▶ _Document extract_:
*** Begin section ***
In the meantime, the People’s Front of Judea had issues to discuss, partisans fighting for the right to be themselves:

"Reg: What's the point of fighting for his right to have babies, when he can't have babies? 

Francis: It is symbolic of our struggle against oppression. 

Reg: It's symbolic of his struggle against reality."

There is something absurd about us all, worth appreciating. Our entire lives are constituted by our choices, to live, to care, to hold, to step forward, to connect, to move forward or backyard, between advances and retreats, reactions and reproachments.  The movies reveal it, one secret at a time, through time, one movie night at a time. 

All afternoon, I’d found myself thinking about the years, the good and the bad, the demons that lurk and strike inside, at others, at myself, at my loved ones again and again, wondering where it is all moving, forward, backward, into the dream of waking, sleeping, growing, time passing, no longer a young man, into a new year, kids here for a minute, and half out the door.
*** End section ***
▶ _Data extracts_:
*** Begin section ***
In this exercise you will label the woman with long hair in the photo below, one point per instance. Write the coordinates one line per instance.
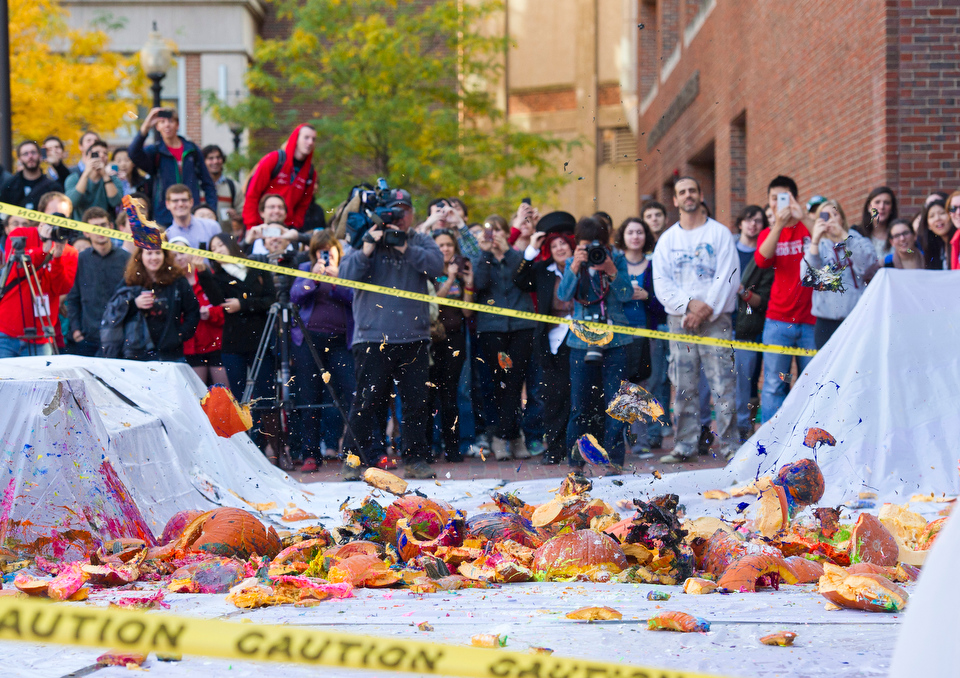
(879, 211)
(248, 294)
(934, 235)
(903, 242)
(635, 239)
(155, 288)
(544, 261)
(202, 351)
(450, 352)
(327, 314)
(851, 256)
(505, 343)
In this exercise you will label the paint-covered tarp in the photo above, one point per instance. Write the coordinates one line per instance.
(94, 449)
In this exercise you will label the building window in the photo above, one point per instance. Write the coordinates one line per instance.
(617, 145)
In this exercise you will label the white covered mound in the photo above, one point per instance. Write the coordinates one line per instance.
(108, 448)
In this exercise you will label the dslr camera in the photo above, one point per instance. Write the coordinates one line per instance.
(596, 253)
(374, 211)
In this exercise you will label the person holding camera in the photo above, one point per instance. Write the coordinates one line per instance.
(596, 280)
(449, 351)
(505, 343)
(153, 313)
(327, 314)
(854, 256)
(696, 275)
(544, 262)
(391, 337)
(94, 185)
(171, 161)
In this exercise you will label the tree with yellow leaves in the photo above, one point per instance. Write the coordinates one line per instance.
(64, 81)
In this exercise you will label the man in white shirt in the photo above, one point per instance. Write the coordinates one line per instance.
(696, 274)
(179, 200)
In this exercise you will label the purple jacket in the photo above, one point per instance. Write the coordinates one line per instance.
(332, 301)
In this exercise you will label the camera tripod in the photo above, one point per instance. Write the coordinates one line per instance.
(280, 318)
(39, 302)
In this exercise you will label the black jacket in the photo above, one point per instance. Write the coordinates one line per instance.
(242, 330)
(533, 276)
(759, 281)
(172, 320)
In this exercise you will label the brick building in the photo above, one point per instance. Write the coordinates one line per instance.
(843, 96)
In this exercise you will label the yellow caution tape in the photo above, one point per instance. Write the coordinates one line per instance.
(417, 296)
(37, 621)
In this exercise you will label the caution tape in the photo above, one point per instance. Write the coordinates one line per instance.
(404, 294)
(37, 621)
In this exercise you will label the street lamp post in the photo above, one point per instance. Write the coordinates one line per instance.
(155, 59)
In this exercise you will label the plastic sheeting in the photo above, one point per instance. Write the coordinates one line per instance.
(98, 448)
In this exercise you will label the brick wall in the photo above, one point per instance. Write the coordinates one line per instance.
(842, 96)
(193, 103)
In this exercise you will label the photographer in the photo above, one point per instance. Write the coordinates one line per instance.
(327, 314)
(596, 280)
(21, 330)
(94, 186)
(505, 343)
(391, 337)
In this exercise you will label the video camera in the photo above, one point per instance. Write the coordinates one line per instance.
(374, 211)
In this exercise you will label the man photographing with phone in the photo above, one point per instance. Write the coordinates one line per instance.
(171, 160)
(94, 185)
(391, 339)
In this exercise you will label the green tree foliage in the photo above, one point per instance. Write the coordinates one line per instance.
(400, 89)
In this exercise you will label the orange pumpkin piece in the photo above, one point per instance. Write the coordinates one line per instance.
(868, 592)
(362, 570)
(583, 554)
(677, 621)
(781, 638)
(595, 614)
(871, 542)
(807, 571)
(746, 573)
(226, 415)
*** End section ***
▶ _Things to do_:
A) Could you retype the part of the movie-night reflection that opens with the words containing "All afternoon, I’d" and closes with "out the door."?
B) How might the movie-night reflection go on? Write what follows its final sentence.

▶ _Solved tasks_:
A)
All afternoon, I’d found myself thinking about the years, the good and the bad, the demons that lurk and strike inside, at others, at myself, at my loved ones again and again, wondering where it is all moving, forward, backward, into the dream of waking, sleeping, growing, time passing, no longer a young man, into a new year, kids here for a minute, and half out the door.

B)
“Indeed the future has already broken into the present,” says Ivan Illich in The Church, Change and Development, in the bulletin in Judson Church.  “We each live in many times. The present of one is the past of another, and the future of yet another. We are called to live, knowing that the future exists, and that it is shared, when it is celebrated. The change which has to be brought about can only be lived. We cannot plan our way to humanity. Each one of us and each of the groups with which we live and work must become a model of the era we desire to create.” 

Past stumbles into present, future into the past, into new plans, shadows dancing, playing, creating illusions, and feelings, bike rides along the East River, up to see doctors, plans for my knee, finally surgery, thinking about organizing we are going to do to beat back fascism, saving democracy, one demo at a time. 

And off to the Met. I find myself strolling through the museum, past old friends, into the artist's studio, from Klimpt to Picasso, past Joan of Ark, Gustave Courbet's nudes, new subjectivities, struggles over everyday life, glimpses of bodies, Women in the Waves, through the origins of Fauvism, photographs of the Eastern Mediterranean, into the dreamscape, into the water, looking at everything that was and is, the paintings still hanging in the beloved old museum.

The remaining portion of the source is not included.